» **Passage given**
◆ ◆ ◆

UPDATED: Fri., Oct. 25, 2019

EUGENE – Anthony Gordon would’ve been a few bad injuries away from seeing the field the previous time Washington State visited Oregon.

Because WSU’s quarterback never had to worry about strapping on a helmet, he was able to take in the ambience of one of the game’s most revered venues.

“I remember it’s pretty loud, I remember their fans,” Gordon said earlier this week. “They’ve got some pretty passionate fans. A pretty big fan base over there. A pretty hostile environment. They’ll be yelling some stuff, I’m sure.”

Autzen Stadium does pretty well on the decibel meter, and until Bose decides to manufacture noise-canceling technology for football helmets, opposing quarterbacks have to deal with the sound head-on.

Unless they can eliminate it.

Two years ago, one of Gordon’s predecessors, Luke Falk, accomplished that by throwing for 282 yards and three touchdowns against an Oregon team that wasn’t particularly impressive on either side of the ball, as the Cougars scored 26 unanswered points and ran off with a 33-10 win.

If Gordon, Mike Leach and Washington State’s Air Raid – 14-point underdogs Saturday in Eugene – can somehow build a big lead early, they might nullify some of the sound generated by what’s sure to be a sellout crowd.

But facing the 11th-ranked Ducks, the Cougars shouldn’t count on it. As usual, Oregon has plenty of athletic skill players on offense to go with one of the nation’s most gifted quarterbacks, but this season the Ducks are showing much more bite on defense.

◆ ◆ ◆

» **Written request A**
According to the football article, by how many points are the Cougars underdogs on Saturday in Eugene?

◆ ◆ ◆

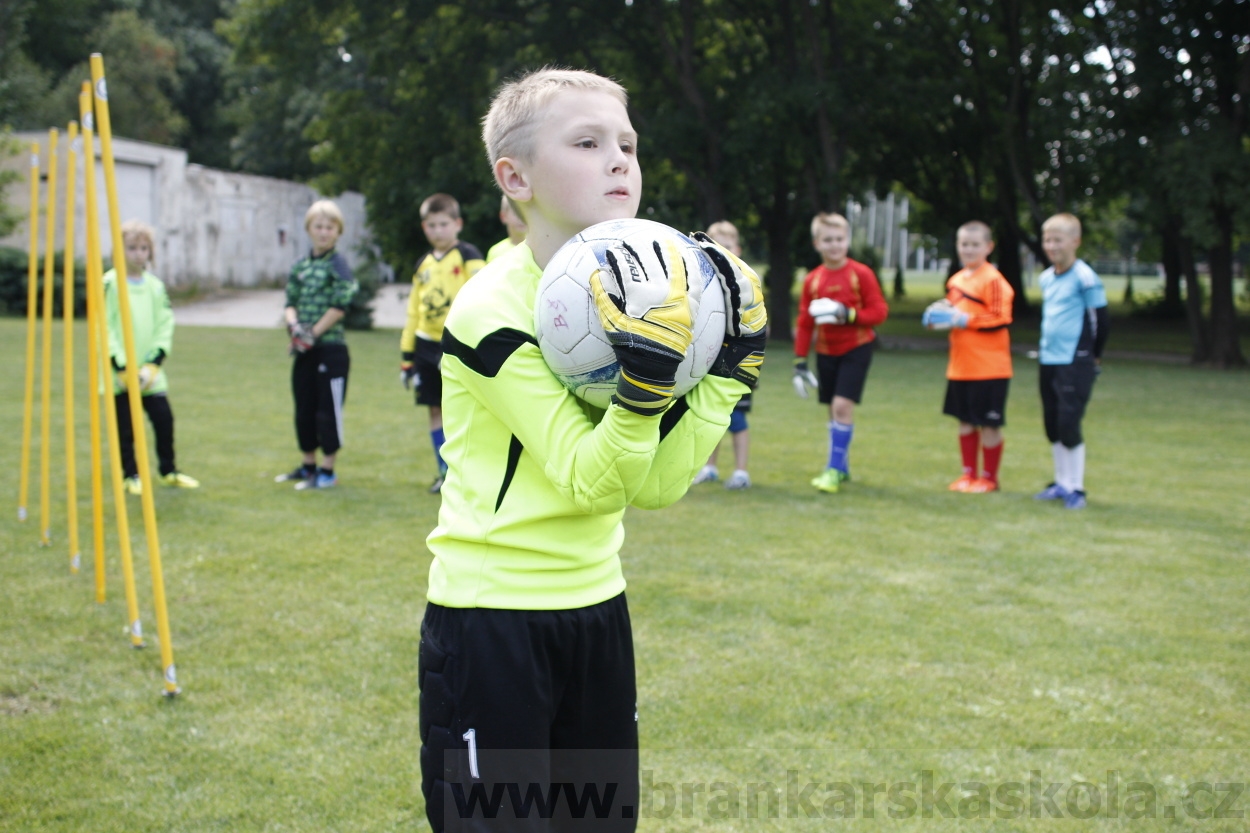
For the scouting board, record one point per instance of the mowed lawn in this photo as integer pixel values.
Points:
(788, 641)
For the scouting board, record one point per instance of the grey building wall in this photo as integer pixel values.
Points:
(213, 227)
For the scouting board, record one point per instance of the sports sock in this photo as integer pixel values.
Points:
(438, 439)
(1076, 468)
(839, 445)
(968, 445)
(1060, 455)
(993, 457)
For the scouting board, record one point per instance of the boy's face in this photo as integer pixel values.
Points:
(833, 243)
(1060, 245)
(584, 169)
(973, 247)
(441, 230)
(138, 254)
(324, 233)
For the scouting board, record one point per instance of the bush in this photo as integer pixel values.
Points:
(13, 283)
(360, 313)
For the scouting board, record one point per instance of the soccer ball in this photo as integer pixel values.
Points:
(566, 323)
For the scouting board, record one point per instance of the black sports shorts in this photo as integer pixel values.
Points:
(978, 402)
(844, 375)
(429, 378)
(539, 704)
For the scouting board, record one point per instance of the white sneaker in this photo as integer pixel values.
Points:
(706, 474)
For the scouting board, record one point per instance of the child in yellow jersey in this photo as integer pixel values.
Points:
(515, 227)
(438, 278)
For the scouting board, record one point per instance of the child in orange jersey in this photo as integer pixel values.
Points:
(976, 310)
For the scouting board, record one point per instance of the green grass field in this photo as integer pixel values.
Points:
(883, 638)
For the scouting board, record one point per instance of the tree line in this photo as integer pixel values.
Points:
(761, 111)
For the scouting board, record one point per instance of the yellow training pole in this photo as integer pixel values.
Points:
(68, 320)
(93, 339)
(95, 289)
(45, 412)
(136, 408)
(31, 305)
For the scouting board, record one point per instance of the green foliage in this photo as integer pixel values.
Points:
(368, 274)
(880, 632)
(9, 218)
(141, 69)
(14, 287)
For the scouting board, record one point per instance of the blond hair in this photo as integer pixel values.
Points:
(440, 204)
(325, 209)
(140, 229)
(1065, 222)
(976, 225)
(831, 219)
(510, 125)
(724, 233)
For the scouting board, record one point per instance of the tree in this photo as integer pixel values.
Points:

◆ ◆ ◆

» **Written request B**
Rewrite the part of the records that opens with the line containing "hair in this photo as integer pixel values." and runs through the end of the records, adding 10 to every coordinate in the answers.

» **Expected output A**
14 points.

» **Expected output B**
For the scouting board, record one point per instance of the blond hair in this photo as integer pixel values.
Points:
(450, 214)
(335, 219)
(150, 239)
(1075, 232)
(986, 235)
(841, 229)
(520, 135)
(734, 243)
For the scouting board, record one point per instance of the tree in this photo as integer pixel values.
Points:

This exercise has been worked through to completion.